Records from a data source:

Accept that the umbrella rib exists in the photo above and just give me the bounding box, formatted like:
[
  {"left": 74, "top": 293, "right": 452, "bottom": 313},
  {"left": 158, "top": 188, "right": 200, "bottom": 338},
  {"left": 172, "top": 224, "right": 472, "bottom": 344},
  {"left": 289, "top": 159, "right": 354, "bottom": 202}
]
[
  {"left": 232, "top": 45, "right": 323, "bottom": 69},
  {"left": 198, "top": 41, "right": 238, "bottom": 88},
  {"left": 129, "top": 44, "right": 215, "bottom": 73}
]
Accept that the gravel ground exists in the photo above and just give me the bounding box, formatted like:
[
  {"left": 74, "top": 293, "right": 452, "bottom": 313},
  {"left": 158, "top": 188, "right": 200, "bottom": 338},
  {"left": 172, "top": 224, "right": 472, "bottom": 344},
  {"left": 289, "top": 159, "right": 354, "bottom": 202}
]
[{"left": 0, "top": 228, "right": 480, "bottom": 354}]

(REQUIREMENTS) Write out the full listing, keeping every line exactly as it is.

(RESULT FOR THIS TASK)
Accept that the umbrella rib exists in the photo above and just give me the bounding box, formatted like:
[
  {"left": 74, "top": 293, "right": 452, "bottom": 313},
  {"left": 158, "top": 188, "right": 200, "bottom": 338},
  {"left": 172, "top": 224, "right": 472, "bottom": 344},
  {"left": 289, "top": 159, "right": 354, "bottom": 202}
]
[
  {"left": 232, "top": 45, "right": 323, "bottom": 69},
  {"left": 198, "top": 41, "right": 238, "bottom": 88},
  {"left": 129, "top": 44, "right": 215, "bottom": 73}
]
Accept that the gravel ground exists in the photo above and just give me the bounding box, formatted like:
[
  {"left": 74, "top": 293, "right": 452, "bottom": 313},
  {"left": 158, "top": 188, "right": 200, "bottom": 338},
  {"left": 172, "top": 224, "right": 472, "bottom": 344},
  {"left": 289, "top": 159, "right": 354, "bottom": 202}
]
[{"left": 0, "top": 228, "right": 480, "bottom": 354}]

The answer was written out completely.